[[ PROVIDED RECORDS open ]]

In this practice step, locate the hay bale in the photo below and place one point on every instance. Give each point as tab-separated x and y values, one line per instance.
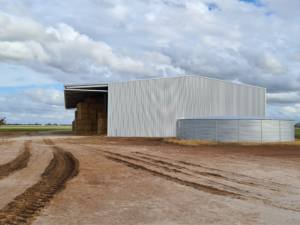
92	111
102	122
93	116
101	131
102	115
90	100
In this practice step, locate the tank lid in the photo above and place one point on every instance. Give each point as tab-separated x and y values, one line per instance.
235	118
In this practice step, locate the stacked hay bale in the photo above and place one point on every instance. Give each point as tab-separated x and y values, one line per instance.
102	123
86	116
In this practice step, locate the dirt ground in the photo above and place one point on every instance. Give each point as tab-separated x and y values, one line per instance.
99	180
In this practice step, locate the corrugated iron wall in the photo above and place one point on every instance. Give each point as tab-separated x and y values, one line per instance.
150	108
236	130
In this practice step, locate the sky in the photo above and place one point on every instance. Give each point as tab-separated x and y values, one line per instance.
45	44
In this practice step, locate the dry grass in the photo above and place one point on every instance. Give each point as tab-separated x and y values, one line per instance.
210	143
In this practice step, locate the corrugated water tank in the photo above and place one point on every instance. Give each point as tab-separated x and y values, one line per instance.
236	129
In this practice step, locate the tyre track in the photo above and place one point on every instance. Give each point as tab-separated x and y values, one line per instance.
209	182
18	163
225	172
25	207
214	175
205	188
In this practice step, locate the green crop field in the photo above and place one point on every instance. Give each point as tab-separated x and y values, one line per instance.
34	128
297	132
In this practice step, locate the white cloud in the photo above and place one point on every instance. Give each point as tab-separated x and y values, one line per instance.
290	109
84	42
35	106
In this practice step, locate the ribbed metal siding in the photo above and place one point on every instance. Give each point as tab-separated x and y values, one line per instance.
236	130
150	108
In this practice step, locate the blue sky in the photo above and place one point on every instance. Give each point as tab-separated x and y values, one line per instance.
44	45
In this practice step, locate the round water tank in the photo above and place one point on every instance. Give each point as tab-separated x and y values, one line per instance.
236	129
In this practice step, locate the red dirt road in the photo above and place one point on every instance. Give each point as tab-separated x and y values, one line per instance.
147	181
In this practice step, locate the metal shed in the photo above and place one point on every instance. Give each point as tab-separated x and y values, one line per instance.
236	129
151	107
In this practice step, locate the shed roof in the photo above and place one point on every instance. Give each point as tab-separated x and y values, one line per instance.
75	93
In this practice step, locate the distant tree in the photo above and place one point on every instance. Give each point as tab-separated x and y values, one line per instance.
2	121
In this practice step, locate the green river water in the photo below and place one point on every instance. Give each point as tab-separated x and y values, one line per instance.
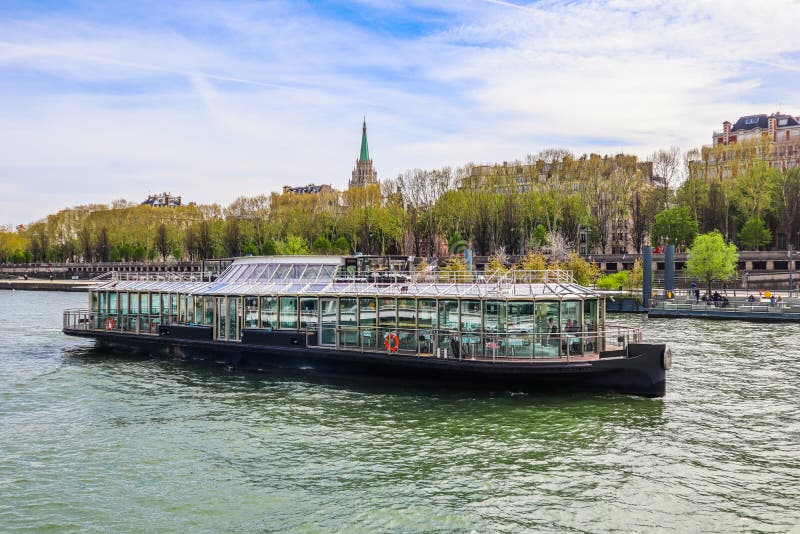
90	442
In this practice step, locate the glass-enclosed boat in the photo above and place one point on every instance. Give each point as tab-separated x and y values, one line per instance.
357	316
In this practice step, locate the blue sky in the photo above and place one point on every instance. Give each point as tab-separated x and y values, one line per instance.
213	100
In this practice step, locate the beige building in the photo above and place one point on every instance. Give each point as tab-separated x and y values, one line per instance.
772	138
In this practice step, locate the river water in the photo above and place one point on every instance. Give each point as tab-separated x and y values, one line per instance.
91	442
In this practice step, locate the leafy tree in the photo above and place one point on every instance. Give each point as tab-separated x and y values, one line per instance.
585	273
321	245
162	241
786	203
233	237
496	267
539	237
341	246
753	190
269	248
613	281
635	276
754	234
102	246
455	269
674	226
710	258
293	246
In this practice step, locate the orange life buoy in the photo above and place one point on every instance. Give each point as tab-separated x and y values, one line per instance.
392	342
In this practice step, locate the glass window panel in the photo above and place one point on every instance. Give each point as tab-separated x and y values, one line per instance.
388	312
570	316
311	272
367	308
348	312
288	312
494	316
407	313
328	271
297	272
208	318
520	316
448	314
233	305
590	315
470	315
281	272
190	309
268	272
256	274
328	313
308	313
426	314
222	316
547	328
269	312
251	312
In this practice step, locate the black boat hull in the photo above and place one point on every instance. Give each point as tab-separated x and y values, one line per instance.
642	372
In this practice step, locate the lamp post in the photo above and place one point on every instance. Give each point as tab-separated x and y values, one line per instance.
789	253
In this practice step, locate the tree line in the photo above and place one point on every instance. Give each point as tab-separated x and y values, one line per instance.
553	198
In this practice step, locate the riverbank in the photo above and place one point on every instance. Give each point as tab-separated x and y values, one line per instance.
47	285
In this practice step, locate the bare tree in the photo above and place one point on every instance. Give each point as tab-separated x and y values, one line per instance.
666	172
162	241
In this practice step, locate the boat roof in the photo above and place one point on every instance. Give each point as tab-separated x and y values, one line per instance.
321	276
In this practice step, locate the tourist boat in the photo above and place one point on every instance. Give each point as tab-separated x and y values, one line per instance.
370	317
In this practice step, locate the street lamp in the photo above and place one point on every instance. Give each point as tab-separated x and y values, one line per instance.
790	254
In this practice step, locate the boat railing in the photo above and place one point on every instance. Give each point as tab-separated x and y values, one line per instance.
166	276
138	323
476	345
509	276
510	282
730	305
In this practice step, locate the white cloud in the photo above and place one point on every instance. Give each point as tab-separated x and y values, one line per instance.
244	98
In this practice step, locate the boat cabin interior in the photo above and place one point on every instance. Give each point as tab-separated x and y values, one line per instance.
329	301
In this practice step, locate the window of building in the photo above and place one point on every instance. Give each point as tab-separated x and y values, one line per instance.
367	309
269	312
308	313
288	312
347	311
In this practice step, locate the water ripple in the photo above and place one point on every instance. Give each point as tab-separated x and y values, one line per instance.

[[ PROVIDED RECORDS closed ]]

Will you restate every entry word for word and omit the images?

- **WRITTEN REPLY**:
In this practice step, locate the hay bale in the photo below and place one point on every instance. Give each point as tab-separated x and y values, one line per instance.
92	111
102	122
93	116
101	131
102	115
90	100
In this practice step, locate the tank lid in the photo above and place one point on every instance. Give each point as tab-separated x and y values, one line per instance.
235	118
In this practice step, locate the stacked hay bale in the photo above and place one point on every instance. Give each point as tab-separated x and y values, one line per instance.
102	123
86	116
In this practice step, locate the dirt ground in the photo above and place one point on every instance. Give each point as tab-separated x and y values, one line per instance.
99	180
In this practice step, locate the corrugated iron wall in the photo above and place one point on every instance. Give each point as tab-separated x and y values, one line per instance.
150	108
236	130
In this practice step, locate the sky in the photo above and place one point on every instance. Give each point as tab-separated x and y values, one line per instance.
45	44
In this practice step, locate the dry grass in the photo above and place one point on every instance. Give each point as tab-separated x and y values, one line per instance.
210	143
In this practice step, locate the corrugated water tank in the photo above and place one point on every instance. Give each point as tab-separated x and y values, one line per instance.
236	129
In this practice step, locate the tyre track in the photo above and place one point on every instance. Give each point as tab-separated x and y values, one line per instance.
209	182
18	163
225	172
25	207
214	175
205	188
In this practice step, locate the green crop field in the photo above and place one point on every instance. Give each point as tab-separated x and y values, one line per instance.
34	128
297	132
In this practice step, locate the white cloud in the photo above and place one point on every instance. Give each point as tab-separated x and y values, one line per instance.
290	109
84	42
35	106
In this practice step, locate the ribbed metal siding in the photo above and place one point on every instance. Give each point as tab-separated x and y values, one line per instance.
236	130
150	108
In this practice step, locate the blue sky in the photo above and place one point on every instance. Give each point as tab-separated x and y values, one line per instance.
44	45
In this practice step, locate the round water tank in the photo above and place one point on every instance. Give each point as tab-separated x and y values, one line per instance.
236	129
In this practice step, locate the red dirt road in the photo above and place one point on every instance. Give each point as tab-separated x and y values, one line per instance.
147	181
In this practice step, locate the metal shed in the photo above and place one point on every instance. Give each point as tab-separated x and y values, one line per instance.
236	129
151	107
In this practice step, locate the shed roof in the photo above and place one point on every instance. Give each point as tab-separated x and y values, one line per instance.
75	93
In this practice step, locate the distant tree in the photo above and place one point on every instance. Give each point as tab-separated x and y values, one line per instance.
2	121
In this practice step, locate the green river water in the photo below and place one point on every instance. Give each point as tab-separated x and y values, one line per instance.
90	442
In this practice step, locate the glass-enclosed boat in the photo above and place one point on every instance. Give each point as tab-separated x and y values, one line per instance.
357	316
In this practice step, locate the blue sky in the photo above and place one point on every instance. Give each point as tab-separated x and y values, one line per instance.
213	100
In this practice step, locate the beige building in the photo above and place one point on every instance. Give each point as tab-separated x and y values, one line per instance.
772	138
In this practice step, locate the river water in the photo above and place one point on every instance. Give each point as tab-separated x and y values, one line per instance.
91	442
In this practice step, locate the leafy tree in the photo above and place one point on every instance. Give each point as tab-separated x and y values, one line per instance.
585	273
321	245
162	241
786	203
233	237
496	267
539	237
341	246
753	190
269	248
613	281
635	276
754	234
102	246
455	269
674	226
710	258
293	246
In this practice step, locate the orange life buoy in the photo above and place one point on every instance. Give each point as tab-separated x and y values, one line per instance.
392	342
In this practice step, locate the glass window panel in the photo above and place one point on every instance. Give each point as tab-separated x and y values, one line per instance.
388	312
570	316
311	272
367	308
348	312
288	312
494	316
407	313
328	271
297	272
208	318
520	316
448	314
233	305
590	315
470	315
281	272
190	309
268	272
256	274
328	313
308	313
426	314
222	316
547	328
269	312
251	312
In this practice step, locate the black boat hull in the photo above and place one point on every instance. Give each point as tab-separated x and y values, one line per instance.
642	372
In this practice step, locate the lamp post in the photo above and place one point on every instance. Give each point as tab-separated x and y values, one line per instance.
789	253
In this practice step, locate the tree line in the photo above and place one point on every instance. Give each point as tab-separated x and y values, one line per instance.
553	198
In this practice step, locate the riverbank in the photo above and place one point on every instance. Give each point as tab-separated x and y values, one line per instance.
47	285
In this practice step, locate the bare tree in the photo above and place one point on every instance. Give each point as tab-separated x and y values, one line per instance.
666	172
162	241
In this practice step, locate the boat roof in the photo above and place one point on every instance. Give each point as tab-separated x and y values, one line per instance.
321	276
In this practice step, locate the tourist boat in the photo above and place one point on every instance. Give each point as tab-separated x and y values, one line per instance.
370	317
In this practice step, locate the street lamp in the photo above and place one point on every instance. Give each point as tab-separated x and y values, one line per instance.
790	254
In this practice step, locate the boat railing in the photo above and place one point on every instance. Give each point as tab-separated x and y values, one line per instance.
166	276
138	323
476	345
509	276
510	282
730	305
In this practice step, locate the white cloud in the photo above and place one point on every instance. Give each point as tab-separated x and y values, one line per instance.
244	98
In this practice step, locate the boat cabin interior in the photo above and place one point on every instance. Give each point as tab-separated x and y values, one line per instance.
329	301
In this practice step, locate the window of building in the photo above and place one point on every instance. Give each point as tab-separated x and y values, one line per instance.
367	309
269	312
308	313
288	312
347	311
In this practice step, locate the water ripple in the photo above and place one point on every instance. Give each point as tab-separated x and y values, one line per instance.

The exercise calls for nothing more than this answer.